[Opening Text under study section]
I’m not a defeatist at all. In my professional life prior to retirement I was known as the “English Terrier” because of my tenaciousness and ability to get desired results . I am a realist. You and those you name are not in my opinion realists.
Oh really David and I guess we all should accept your view of those we named as excellent examples of those who never give up working hard for the common good.
Anne and Dave Marsden. Thank-you for your most recent comment but I have absolutely no idea what you are on about.
The fine, which was baked into the deal agreed to by the previous owner and the City was, I believe, found to be legally unenforceable and uncollectible from the previous owner when it owned the lot. There is no legal standing to collect from the new owner the fine imposed on the previous owner, even if it had originally been deemed legal. If you bought a property and the previous owner had not paid the property taxes, are you responsible for paying the back taxes. Again my comments here are specific to this lot. Please do not imply anything from them to any other area of City planning or operations.
Last Word !
Thanks Anne 🙂
BTW, we should ask who the “new owner” is or was. Nice way to skip paying a fine and claiming one doesn’t have to honour any agreements by selling it to someone else – after the profitable condo was built of course. Who that someone is – and what connection they may have to the “seller” is rather relevant. I did hear who it was but I’ll try to confirm.
[Closing Text under study section]
[Opening Data shown section]
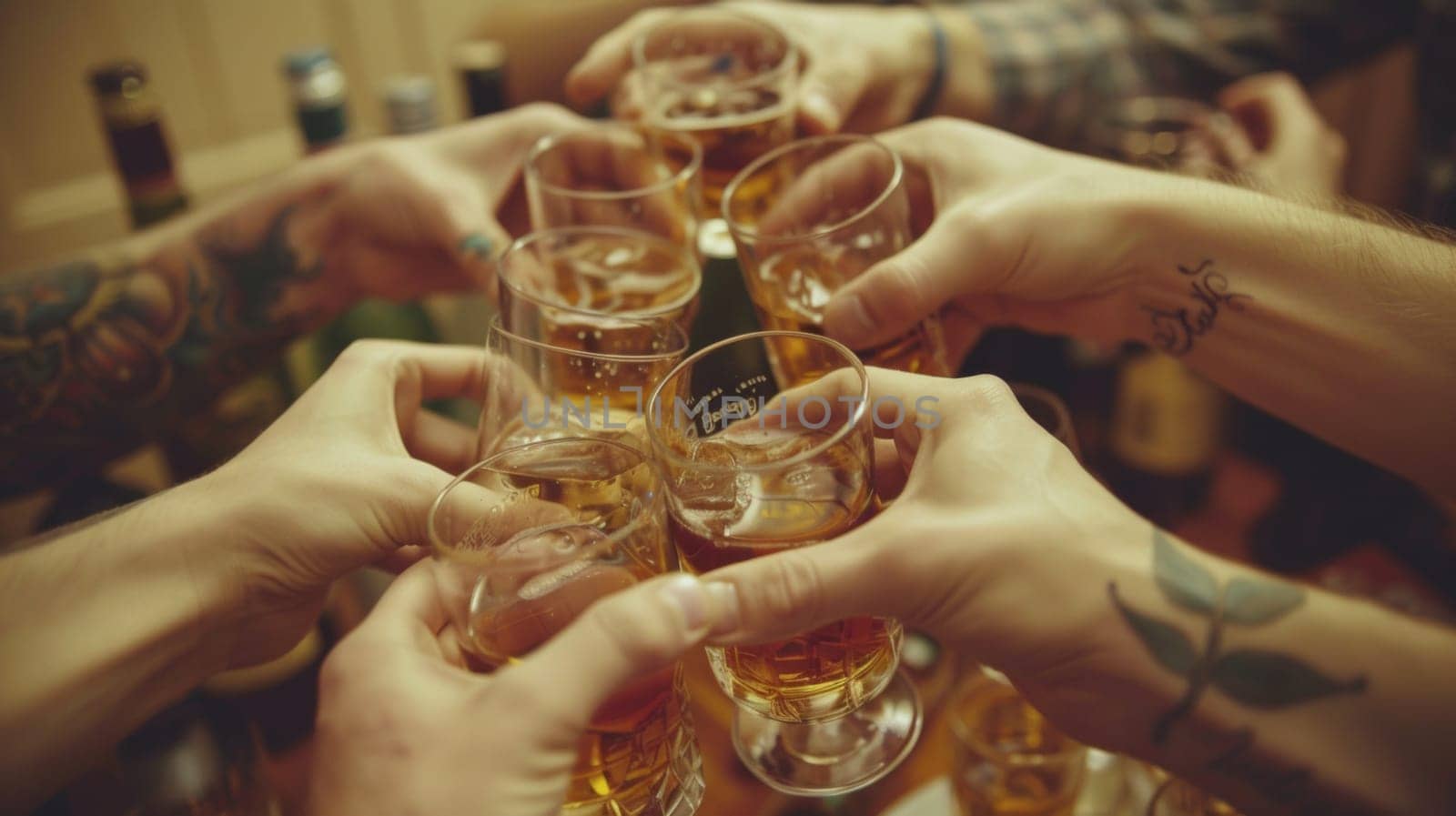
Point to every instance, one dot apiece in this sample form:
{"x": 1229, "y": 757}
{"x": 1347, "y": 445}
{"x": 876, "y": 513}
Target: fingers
{"x": 1270, "y": 106}
{"x": 440, "y": 441}
{"x": 625, "y": 636}
{"x": 900, "y": 291}
{"x": 606, "y": 61}
{"x": 829, "y": 94}
{"x": 801, "y": 589}
{"x": 410, "y": 612}
{"x": 398, "y": 498}
{"x": 1296, "y": 147}
{"x": 411, "y": 373}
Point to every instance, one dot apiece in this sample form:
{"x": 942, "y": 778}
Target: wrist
{"x": 203, "y": 522}
{"x": 968, "y": 92}
{"x": 1174, "y": 230}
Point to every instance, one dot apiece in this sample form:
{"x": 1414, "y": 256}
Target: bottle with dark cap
{"x": 319, "y": 94}
{"x": 480, "y": 65}
{"x": 411, "y": 104}
{"x": 131, "y": 116}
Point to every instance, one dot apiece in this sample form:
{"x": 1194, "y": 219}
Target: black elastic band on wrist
{"x": 932, "y": 90}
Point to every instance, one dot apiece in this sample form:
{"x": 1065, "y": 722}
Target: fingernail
{"x": 844, "y": 318}
{"x": 689, "y": 595}
{"x": 477, "y": 245}
{"x": 819, "y": 108}
{"x": 727, "y": 614}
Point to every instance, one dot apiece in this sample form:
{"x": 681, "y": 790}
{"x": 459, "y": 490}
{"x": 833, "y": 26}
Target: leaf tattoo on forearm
{"x": 1257, "y": 678}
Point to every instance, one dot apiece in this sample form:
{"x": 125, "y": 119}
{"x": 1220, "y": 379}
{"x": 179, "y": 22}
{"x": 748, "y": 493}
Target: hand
{"x": 1018, "y": 235}
{"x": 999, "y": 543}
{"x": 414, "y": 216}
{"x": 404, "y": 728}
{"x": 1290, "y": 147}
{"x": 865, "y": 68}
{"x": 344, "y": 479}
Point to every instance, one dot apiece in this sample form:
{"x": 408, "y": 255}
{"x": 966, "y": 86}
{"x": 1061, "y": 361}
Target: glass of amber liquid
{"x": 721, "y": 77}
{"x": 523, "y": 543}
{"x": 808, "y": 218}
{"x": 615, "y": 175}
{"x": 1009, "y": 761}
{"x": 543, "y": 391}
{"x": 753, "y": 468}
{"x": 572, "y": 286}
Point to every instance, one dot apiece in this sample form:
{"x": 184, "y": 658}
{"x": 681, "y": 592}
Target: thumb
{"x": 900, "y": 291}
{"x": 470, "y": 228}
{"x": 829, "y": 94}
{"x": 797, "y": 590}
{"x": 616, "y": 640}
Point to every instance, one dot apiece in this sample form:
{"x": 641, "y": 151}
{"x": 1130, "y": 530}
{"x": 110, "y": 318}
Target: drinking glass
{"x": 1008, "y": 758}
{"x": 1164, "y": 133}
{"x": 570, "y": 284}
{"x": 1179, "y": 798}
{"x": 753, "y": 468}
{"x": 523, "y": 543}
{"x": 808, "y": 218}
{"x": 721, "y": 77}
{"x": 543, "y": 391}
{"x": 616, "y": 176}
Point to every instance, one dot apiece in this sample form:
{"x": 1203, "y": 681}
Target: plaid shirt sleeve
{"x": 1055, "y": 63}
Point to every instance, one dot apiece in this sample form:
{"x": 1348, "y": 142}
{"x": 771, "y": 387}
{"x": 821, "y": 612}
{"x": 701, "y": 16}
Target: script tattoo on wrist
{"x": 1256, "y": 678}
{"x": 1177, "y": 327}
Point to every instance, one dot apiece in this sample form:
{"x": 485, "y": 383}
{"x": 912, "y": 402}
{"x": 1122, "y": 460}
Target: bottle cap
{"x": 305, "y": 61}
{"x": 123, "y": 76}
{"x": 411, "y": 104}
{"x": 480, "y": 55}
[Closing Data shown section]
(Task details) Please copy the stretch of the comment thread from "I’m not a defeatist" through "the common good.", changing "tenaciousness" to "persistence".

(Finished task)
I’m not a defeatist at all. In my professional life prior to retirement I was known as the “English Terrier” because of my persistence and ability to get desired results . I am a realist. You and those you name are not in my opinion realists.
Oh really David and I guess we all should accept your view of those we named as excellent examples of those who never give up working hard for the common good.